-- begin Excerpt to read --

Titled “The Untapped Potential of Community Colleges to Advance U.S. Competitiveness,” the forum was moderated by David Wessel, economics editor of The Wall Street Journal. Nine members of Congress, eight community college leaders and six CEOs participated. Several members of Congress raised concerns about low retention and graduation rates at community colleges and called for more accountability. Community college presidents agreed that there is wide variability in the quality of their institutions and recognized the need to increase the numbers of students who earn associate degrees and those who go on
to obtain bachelor’s degrees.

Community college advocates also argued for greater acknowledgment of the wide range of education and training activity that occurs outside of degree programs on what is called the “noncredit” side of their institutions. In their view, these noncredit activities enable their institutions to respond to employers’ needs, help students get jobs and higher wages, and contribute to the prosperity of their communities.

Because numerous initiatives are under way to improve accountability on the credit side of community colleges, Business Roundtable asked Jim Jacobs, President of Macomb Community College; Gail Mellow, President of LaGuardia Community College; and the Community College Research Center to propose ideas about metrics for the noncredit side. We hope this paper will help stimulate a local, state and national discussion about community college effectiveness and accountability.

-- end Excerpt to read --
-- begin Material supplied --

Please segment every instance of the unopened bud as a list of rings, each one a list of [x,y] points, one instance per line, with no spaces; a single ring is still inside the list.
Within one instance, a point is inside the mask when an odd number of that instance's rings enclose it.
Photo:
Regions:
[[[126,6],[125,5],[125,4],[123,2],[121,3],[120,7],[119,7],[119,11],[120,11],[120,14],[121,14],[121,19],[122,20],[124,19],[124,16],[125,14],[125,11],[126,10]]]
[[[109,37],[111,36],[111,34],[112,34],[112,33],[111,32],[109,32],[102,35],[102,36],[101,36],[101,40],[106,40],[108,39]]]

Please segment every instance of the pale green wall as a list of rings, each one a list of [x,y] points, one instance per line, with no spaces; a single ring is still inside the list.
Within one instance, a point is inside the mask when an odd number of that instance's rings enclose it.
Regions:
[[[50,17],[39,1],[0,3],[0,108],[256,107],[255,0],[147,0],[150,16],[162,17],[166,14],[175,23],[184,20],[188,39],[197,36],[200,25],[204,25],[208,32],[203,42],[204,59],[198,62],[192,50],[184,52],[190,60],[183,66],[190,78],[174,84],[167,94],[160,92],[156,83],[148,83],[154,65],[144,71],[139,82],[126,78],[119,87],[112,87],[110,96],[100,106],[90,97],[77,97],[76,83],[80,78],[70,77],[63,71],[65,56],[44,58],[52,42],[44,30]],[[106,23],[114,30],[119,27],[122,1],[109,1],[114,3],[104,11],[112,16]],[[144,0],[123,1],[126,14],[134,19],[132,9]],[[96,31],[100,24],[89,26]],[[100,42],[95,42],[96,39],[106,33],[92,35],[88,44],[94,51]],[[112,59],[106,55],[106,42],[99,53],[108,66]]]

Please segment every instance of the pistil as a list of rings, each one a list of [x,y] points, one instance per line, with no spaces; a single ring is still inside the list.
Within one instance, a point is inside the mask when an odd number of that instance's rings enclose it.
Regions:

-- end Material supplied --

• **Exercise set**:
#1 In the community college excerpt, who moderated the forum?
#2 Rewrite the community college excerpt from "Community college advocates" to "effectiveness and accountability.", putting "non-degree" wherever "noncredit" appears.

• **Solutions to the tasks**:
#1 David Wessel, economics editor of The Wall Street Journal, moderated the forum.

#2
Community college advocates also argued for greater acknowledgment of the wide range of education and training activity that occurs outside of degree programs on what is called the “non-degree” side of their institutions. In their view, these non-degree activities enable their institutions to respond to employers’ needs, help students get jobs and higher wages, and contribute to the prosperity of their communities.

Because numerous initiatives are under way to improve accountability on the credit side of community colleges, Business Roundtable asked Jim Jacobs, President of Macomb Community College; Gail Mellow, President of LaGuardia Community College; and the Community College Research Center to propose ideas about metrics for the non-degree side. We hope this paper will help stimulate a local, state and national discussion about community college effectiveness and accountability.